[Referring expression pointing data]

- Opening Delimiter -

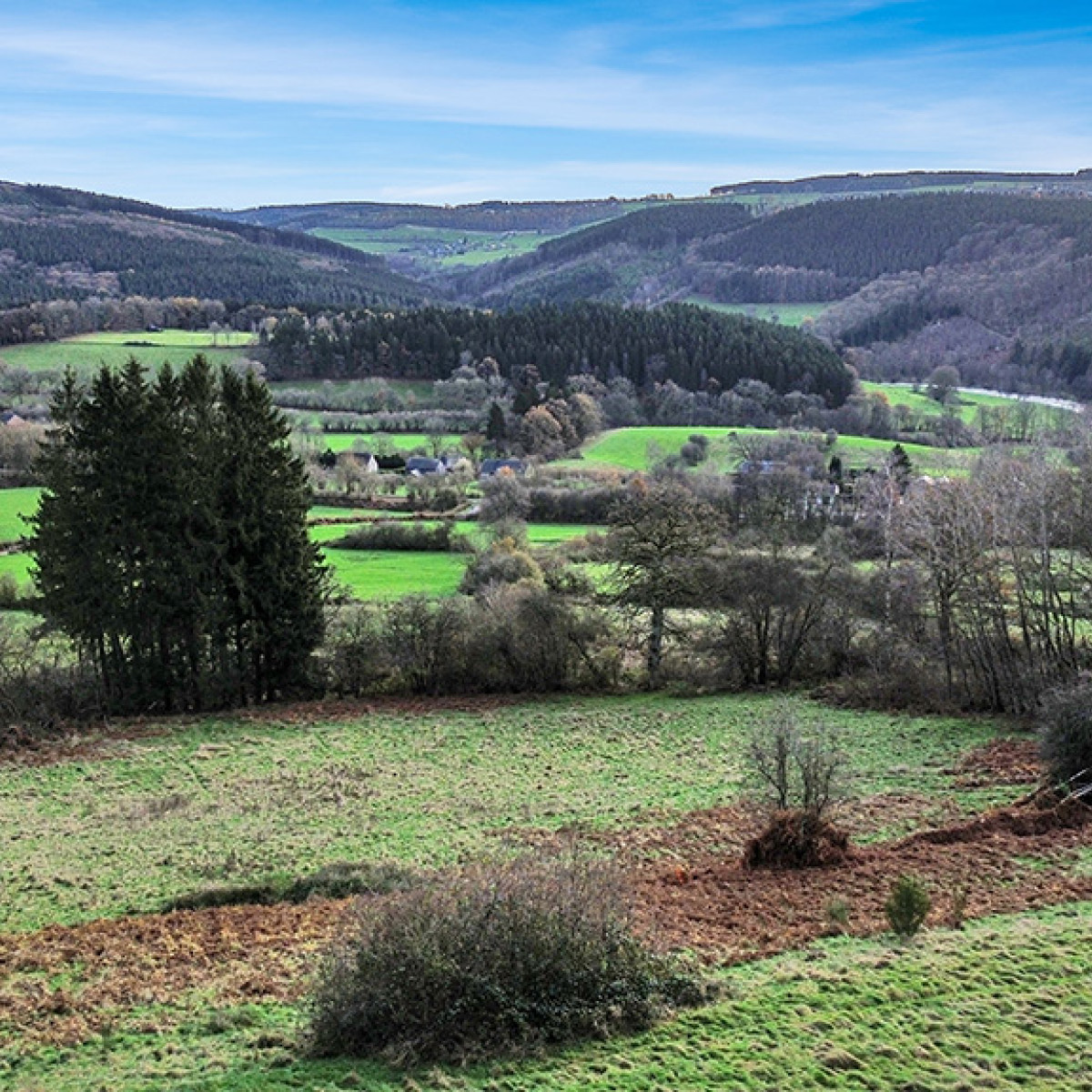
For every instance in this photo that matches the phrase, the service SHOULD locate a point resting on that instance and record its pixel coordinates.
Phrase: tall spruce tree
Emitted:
(170, 541)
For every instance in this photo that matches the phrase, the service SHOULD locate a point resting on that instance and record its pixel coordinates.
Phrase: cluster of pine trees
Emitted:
(689, 345)
(170, 541)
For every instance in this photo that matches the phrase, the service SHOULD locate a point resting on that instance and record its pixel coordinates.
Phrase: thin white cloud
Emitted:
(424, 82)
(1018, 103)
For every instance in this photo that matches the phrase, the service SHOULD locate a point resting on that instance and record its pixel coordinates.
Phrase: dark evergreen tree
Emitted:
(170, 541)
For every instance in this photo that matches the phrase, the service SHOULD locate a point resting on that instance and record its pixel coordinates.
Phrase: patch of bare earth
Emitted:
(1007, 861)
(102, 742)
(233, 954)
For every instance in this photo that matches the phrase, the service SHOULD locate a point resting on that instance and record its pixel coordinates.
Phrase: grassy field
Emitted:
(445, 246)
(233, 801)
(420, 391)
(637, 449)
(15, 503)
(371, 441)
(90, 352)
(786, 315)
(390, 574)
(1003, 1006)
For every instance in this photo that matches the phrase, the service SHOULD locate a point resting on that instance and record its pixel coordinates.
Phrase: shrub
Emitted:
(1065, 736)
(907, 905)
(492, 960)
(43, 687)
(802, 771)
(404, 535)
(503, 562)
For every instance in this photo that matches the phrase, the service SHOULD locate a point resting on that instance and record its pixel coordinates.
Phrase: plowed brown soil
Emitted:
(1007, 861)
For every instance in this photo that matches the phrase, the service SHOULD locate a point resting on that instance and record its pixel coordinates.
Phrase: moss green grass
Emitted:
(1003, 1005)
(15, 503)
(228, 801)
(637, 449)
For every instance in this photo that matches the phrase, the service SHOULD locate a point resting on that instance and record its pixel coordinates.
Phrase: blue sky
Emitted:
(196, 104)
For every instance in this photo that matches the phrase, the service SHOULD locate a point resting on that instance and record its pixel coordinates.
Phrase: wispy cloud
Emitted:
(678, 99)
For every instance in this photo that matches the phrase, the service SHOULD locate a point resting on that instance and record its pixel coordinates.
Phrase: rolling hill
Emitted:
(57, 244)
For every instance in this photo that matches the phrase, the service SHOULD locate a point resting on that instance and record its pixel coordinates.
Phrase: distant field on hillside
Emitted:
(90, 352)
(391, 574)
(369, 441)
(637, 449)
(787, 315)
(447, 246)
(966, 405)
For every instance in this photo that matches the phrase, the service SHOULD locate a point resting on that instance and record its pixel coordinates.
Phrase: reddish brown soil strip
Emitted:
(727, 913)
(999, 763)
(235, 954)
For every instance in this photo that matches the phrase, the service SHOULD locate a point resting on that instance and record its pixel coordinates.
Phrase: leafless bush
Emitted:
(494, 960)
(801, 767)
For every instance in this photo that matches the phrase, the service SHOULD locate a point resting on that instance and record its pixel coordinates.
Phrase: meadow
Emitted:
(235, 800)
(1002, 1005)
(15, 503)
(966, 407)
(213, 999)
(379, 441)
(90, 352)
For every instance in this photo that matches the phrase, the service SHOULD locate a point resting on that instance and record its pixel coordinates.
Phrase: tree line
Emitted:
(691, 347)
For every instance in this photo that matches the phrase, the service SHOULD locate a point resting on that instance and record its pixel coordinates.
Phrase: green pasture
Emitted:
(1002, 1005)
(374, 441)
(15, 503)
(539, 534)
(966, 405)
(391, 574)
(88, 353)
(415, 390)
(218, 801)
(172, 339)
(786, 315)
(445, 246)
(638, 449)
(17, 566)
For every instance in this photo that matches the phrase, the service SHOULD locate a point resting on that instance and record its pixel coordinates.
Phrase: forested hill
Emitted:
(689, 345)
(910, 180)
(550, 217)
(58, 244)
(998, 284)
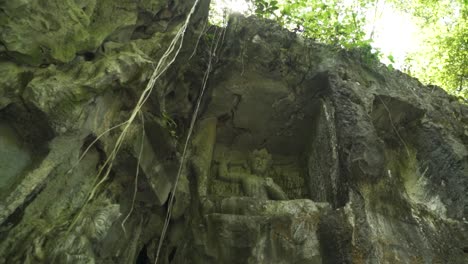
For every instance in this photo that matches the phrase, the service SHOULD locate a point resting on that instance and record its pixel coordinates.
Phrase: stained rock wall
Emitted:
(373, 164)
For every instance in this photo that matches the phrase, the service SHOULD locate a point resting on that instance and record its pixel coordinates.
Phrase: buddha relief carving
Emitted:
(254, 184)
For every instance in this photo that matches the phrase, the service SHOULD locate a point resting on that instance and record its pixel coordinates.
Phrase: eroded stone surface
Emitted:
(373, 163)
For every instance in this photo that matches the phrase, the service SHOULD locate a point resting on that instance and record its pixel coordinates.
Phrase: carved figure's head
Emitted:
(260, 161)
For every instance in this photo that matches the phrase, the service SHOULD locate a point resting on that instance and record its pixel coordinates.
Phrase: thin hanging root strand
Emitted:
(213, 50)
(174, 48)
(92, 144)
(137, 173)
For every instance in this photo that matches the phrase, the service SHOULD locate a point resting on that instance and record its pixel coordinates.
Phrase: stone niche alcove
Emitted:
(24, 135)
(294, 124)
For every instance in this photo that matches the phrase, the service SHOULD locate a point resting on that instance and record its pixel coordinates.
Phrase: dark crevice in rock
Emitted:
(143, 256)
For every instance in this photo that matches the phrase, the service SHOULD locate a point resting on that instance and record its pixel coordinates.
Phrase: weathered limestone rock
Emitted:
(373, 165)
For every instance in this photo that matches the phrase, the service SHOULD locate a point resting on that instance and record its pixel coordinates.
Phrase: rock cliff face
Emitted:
(372, 166)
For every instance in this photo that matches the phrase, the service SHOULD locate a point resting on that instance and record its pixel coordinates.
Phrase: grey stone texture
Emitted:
(373, 164)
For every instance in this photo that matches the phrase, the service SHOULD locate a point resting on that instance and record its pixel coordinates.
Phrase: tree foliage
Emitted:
(442, 60)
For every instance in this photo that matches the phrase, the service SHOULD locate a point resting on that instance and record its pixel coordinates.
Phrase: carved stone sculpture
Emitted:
(254, 184)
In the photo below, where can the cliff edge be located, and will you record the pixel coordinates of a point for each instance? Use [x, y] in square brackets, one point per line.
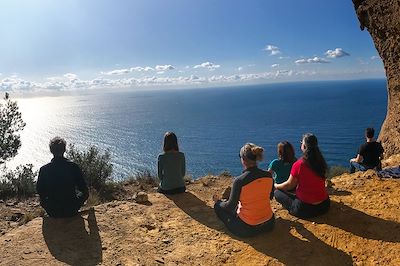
[382, 20]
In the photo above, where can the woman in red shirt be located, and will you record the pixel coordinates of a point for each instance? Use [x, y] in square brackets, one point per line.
[308, 176]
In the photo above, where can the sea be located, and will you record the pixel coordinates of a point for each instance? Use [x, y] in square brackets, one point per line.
[212, 124]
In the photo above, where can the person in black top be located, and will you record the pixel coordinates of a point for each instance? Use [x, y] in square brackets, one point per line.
[369, 154]
[60, 184]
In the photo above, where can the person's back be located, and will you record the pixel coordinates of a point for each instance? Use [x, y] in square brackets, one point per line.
[310, 186]
[371, 152]
[254, 200]
[60, 184]
[171, 170]
[280, 168]
[171, 166]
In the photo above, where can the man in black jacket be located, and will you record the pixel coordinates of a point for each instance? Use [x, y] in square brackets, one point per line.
[369, 154]
[60, 184]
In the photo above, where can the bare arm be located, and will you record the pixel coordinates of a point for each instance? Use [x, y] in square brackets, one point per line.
[290, 184]
[358, 159]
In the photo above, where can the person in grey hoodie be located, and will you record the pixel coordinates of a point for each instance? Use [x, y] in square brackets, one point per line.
[171, 166]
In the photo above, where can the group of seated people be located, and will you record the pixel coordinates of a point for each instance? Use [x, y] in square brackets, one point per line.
[297, 184]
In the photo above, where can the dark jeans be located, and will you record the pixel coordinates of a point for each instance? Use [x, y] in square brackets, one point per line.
[171, 191]
[237, 226]
[58, 209]
[298, 208]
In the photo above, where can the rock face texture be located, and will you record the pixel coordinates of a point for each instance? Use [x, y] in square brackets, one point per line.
[382, 19]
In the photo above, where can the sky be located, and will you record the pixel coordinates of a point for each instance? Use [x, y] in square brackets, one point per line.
[52, 46]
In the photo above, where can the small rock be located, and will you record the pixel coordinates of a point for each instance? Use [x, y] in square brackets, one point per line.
[166, 241]
[141, 197]
[160, 260]
[226, 193]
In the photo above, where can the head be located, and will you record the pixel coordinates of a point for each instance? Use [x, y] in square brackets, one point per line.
[369, 133]
[57, 146]
[250, 154]
[312, 155]
[170, 142]
[286, 152]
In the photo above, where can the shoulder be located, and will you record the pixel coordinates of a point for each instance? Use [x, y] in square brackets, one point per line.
[274, 162]
[72, 165]
[263, 173]
[363, 146]
[44, 168]
[299, 163]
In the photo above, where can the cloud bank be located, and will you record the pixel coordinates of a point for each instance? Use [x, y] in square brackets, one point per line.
[208, 65]
[337, 53]
[273, 49]
[314, 60]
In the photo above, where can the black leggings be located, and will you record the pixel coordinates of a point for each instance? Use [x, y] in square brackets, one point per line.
[238, 227]
[299, 208]
[62, 209]
[171, 191]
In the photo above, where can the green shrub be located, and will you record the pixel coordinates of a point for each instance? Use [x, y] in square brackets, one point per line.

- Closing Delimiter -

**About this task**:
Go over the data above and copy every line that has the word "brown" in it.

**Response to this exercise**:
Phrase: plowed brown soil
Phrase: reddish brown soil strip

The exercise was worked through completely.